Challenges:
1. Reproduce word for word the part of the EEMC photon study that begins at the words "Abstract:  We have" and ends after the words "single photon yield.".
2. According to the EEMC photon study, what is the postshower-to-SMD energy ratio distribution fit to?

Provided passage:

┄┄┄┄┄┄┄┄┄┄┄┄┄┄┄┄┄┄┄┄

Updated on Fri, 2008-06-06 15:23. Originally created by jwebb on 2008-03-28 14:56.
Abstract:  We have EEmc Gammas via conversion method, relaxing the hadronic veto cut identified a background contribution which appears consistent with neutral hadrons (or charged hadrons which slip through our cuts) initiating a hadronic shower w/in the calorimeter stack.  Such a neutral background is not accounted for in our estimate of the background efficiency.  Thus, the extraction method breaks down.  For this study, we use the postshower response to estimate the fraction of hadron-like vs photon-like backgrounds, and extract a more reliable single photon yield.
 
1.0 Description of the Method
 
Begin by applying the following cuts to the event sample

Cuts:

1. Require candidate to be w/in the EEMC with pT > 5.0 GeV.
2. Isolation cut -- ET / ETR<0.3 > 0.9
3. Charged particle veto -- require sum of all preshower-1 tiles w/in R < 0.3 to be == 0
4. Analyzing cut -- sum preshower-2 tiles w/in R < 0.3 is greater than zero (i.e. at least one tile w/ ADC > 3 sigma + ped
 
Plot the postshower-to-SMD energy ratio of these events.  We see a broad gaussian on top of a much broader background.  The gaussian "photonic" region occurs for relatively little energy in the postshower detector for relatively large SMD energy deposits.  This is the type of signature we expect for electromagetic showers.  It rides on top of a modest background of events, with a tail which extends to large energy deposits in the postshower with little energy showing up in the SMD.  The events in this "hadronic" region are consistent with hadronic showers occuring w/in the endcap.  We fit the distribution to the sum of two gaussians to estimate their relative contributions.

┄┄┄┄┄┄┄┄┄┄┄┄┄┄┄┄┄┄┄┄

Supplied records:

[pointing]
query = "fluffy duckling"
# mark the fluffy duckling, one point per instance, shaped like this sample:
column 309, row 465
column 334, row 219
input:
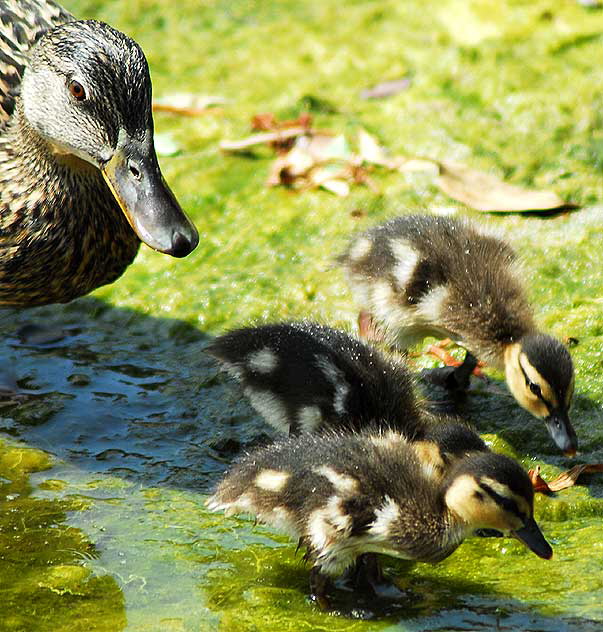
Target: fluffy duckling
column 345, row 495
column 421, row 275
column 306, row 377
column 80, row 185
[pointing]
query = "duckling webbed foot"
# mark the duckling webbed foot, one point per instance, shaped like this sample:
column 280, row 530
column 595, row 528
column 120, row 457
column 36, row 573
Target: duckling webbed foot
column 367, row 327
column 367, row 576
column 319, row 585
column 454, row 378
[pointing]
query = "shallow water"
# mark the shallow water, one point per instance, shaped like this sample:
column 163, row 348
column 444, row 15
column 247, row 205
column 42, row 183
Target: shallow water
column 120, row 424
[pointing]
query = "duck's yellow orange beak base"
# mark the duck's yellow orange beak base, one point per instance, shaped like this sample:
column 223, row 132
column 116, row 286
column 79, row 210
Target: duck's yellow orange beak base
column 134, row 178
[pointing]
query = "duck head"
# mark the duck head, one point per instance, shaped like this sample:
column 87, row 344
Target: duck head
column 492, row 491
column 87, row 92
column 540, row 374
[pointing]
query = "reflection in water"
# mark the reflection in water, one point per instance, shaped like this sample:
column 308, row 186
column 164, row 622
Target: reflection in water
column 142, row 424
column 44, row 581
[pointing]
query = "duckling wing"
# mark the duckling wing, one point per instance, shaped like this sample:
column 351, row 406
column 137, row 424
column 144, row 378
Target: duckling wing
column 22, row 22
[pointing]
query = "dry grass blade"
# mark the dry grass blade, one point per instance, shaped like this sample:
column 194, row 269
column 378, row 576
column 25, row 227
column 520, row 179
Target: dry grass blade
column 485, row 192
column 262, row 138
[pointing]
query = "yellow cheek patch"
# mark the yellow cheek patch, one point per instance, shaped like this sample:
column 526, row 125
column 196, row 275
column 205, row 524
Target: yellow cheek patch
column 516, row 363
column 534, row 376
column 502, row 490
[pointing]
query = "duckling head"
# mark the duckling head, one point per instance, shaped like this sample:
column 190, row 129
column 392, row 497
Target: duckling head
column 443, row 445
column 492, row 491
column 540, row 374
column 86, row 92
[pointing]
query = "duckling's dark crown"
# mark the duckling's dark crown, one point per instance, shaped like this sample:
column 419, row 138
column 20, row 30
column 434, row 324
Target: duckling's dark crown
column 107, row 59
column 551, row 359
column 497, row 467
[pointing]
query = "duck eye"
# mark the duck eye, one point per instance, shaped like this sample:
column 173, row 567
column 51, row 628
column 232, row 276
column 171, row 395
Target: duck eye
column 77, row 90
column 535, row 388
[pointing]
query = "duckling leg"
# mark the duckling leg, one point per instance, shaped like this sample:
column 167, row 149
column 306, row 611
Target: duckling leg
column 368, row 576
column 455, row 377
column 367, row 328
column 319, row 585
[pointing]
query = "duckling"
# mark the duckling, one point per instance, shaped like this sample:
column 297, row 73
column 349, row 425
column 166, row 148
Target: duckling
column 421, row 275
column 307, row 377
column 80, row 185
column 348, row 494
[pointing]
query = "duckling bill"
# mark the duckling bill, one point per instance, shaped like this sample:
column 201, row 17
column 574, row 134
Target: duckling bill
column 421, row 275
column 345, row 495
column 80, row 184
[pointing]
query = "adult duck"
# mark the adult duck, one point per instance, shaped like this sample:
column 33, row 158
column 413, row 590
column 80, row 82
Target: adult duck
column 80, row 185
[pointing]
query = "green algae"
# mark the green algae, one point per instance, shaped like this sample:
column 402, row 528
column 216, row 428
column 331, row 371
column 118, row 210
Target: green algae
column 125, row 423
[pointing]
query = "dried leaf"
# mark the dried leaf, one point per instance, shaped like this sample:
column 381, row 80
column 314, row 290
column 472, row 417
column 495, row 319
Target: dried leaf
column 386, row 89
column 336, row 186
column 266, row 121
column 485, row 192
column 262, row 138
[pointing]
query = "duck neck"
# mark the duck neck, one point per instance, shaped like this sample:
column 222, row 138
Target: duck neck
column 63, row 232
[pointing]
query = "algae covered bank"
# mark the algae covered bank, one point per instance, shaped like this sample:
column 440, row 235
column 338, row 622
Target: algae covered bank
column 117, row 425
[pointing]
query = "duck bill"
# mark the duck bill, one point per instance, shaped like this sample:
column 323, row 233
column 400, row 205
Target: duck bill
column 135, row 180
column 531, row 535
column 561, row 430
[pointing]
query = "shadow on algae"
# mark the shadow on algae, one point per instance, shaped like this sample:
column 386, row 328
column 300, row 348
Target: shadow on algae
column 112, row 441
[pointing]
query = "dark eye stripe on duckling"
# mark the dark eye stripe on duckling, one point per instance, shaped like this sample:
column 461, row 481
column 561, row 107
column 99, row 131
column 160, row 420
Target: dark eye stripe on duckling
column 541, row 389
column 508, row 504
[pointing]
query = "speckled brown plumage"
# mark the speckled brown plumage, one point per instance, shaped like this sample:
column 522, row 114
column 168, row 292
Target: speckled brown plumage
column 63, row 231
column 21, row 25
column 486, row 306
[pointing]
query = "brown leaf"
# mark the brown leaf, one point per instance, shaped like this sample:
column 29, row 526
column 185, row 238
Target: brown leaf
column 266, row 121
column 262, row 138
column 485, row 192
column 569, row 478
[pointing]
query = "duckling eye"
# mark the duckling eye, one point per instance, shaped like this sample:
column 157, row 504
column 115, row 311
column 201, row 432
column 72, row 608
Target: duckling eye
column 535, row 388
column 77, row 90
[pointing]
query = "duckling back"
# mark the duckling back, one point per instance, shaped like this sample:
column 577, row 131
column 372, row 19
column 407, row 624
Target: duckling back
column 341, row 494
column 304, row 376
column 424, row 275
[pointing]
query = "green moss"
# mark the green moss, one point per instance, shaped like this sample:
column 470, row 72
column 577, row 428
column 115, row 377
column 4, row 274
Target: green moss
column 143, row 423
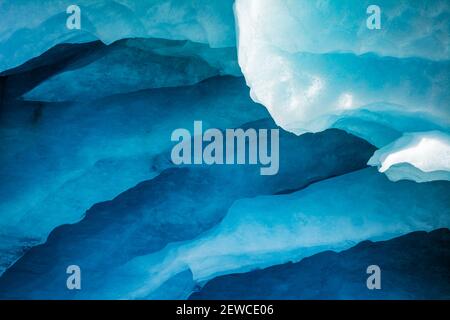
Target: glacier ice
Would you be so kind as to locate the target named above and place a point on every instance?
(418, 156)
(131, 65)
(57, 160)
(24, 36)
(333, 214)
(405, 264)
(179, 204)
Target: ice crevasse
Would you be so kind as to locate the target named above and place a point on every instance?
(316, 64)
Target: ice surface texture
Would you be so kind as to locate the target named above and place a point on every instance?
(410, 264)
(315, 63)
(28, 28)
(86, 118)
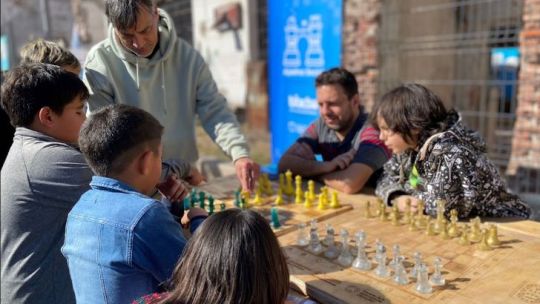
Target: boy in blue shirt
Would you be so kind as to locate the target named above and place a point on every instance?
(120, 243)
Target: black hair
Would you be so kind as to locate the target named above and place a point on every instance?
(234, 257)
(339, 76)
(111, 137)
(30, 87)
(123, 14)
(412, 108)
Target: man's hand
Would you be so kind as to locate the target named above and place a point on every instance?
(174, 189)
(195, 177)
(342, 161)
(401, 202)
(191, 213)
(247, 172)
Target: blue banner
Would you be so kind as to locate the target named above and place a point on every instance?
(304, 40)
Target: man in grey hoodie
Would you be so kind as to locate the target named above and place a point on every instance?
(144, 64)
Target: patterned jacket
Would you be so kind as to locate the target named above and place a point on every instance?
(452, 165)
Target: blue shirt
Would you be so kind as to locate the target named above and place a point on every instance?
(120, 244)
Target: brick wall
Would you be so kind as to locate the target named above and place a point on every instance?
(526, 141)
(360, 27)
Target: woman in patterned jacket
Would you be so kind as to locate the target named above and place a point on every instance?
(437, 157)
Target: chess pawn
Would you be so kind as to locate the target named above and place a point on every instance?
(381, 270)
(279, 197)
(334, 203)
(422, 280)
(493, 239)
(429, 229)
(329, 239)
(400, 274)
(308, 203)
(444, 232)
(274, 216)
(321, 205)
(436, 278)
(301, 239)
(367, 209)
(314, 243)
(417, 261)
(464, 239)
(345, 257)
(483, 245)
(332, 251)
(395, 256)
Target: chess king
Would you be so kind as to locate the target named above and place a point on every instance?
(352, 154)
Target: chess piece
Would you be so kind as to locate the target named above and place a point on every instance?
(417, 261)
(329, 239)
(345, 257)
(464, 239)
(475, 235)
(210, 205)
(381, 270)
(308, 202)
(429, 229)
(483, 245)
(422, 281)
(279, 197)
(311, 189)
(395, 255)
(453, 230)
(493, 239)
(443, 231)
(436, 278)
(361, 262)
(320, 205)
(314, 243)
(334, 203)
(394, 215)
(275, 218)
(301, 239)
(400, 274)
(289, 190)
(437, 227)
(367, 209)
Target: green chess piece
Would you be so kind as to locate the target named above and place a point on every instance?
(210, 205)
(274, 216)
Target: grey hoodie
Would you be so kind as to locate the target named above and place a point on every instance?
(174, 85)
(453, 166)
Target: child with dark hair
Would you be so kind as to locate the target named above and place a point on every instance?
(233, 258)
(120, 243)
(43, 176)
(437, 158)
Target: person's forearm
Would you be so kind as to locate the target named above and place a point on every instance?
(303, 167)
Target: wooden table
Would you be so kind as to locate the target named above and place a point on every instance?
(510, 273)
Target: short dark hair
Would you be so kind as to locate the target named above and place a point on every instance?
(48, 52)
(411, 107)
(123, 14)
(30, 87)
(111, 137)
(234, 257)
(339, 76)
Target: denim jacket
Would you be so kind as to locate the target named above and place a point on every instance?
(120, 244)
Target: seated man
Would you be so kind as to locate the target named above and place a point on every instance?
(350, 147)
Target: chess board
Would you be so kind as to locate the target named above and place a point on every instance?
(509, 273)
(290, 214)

┄┄┄┄┄┄┄┄┄┄┄┄┄┄┄┄┄┄┄┄

Exercise results:
1.
Abstract:  We have EEmc Gammas via conversion method, relaxing the hadronic veto cut identified a background contribution which appears consistent with neutral hadrons (or charged hadrons which slip through our cuts) initiating a hadronic shower w/in the calorimeter stack.  Such a neutral background is not accounted for in our estimate of the background efficiency.  Thus, the extraction method breaks down.  For this study, we use the postshower response to estimate the fraction of hadron-like vs photon-like backgrounds, and extract a more reliable single photon yield.

2. The sum of two gaussians.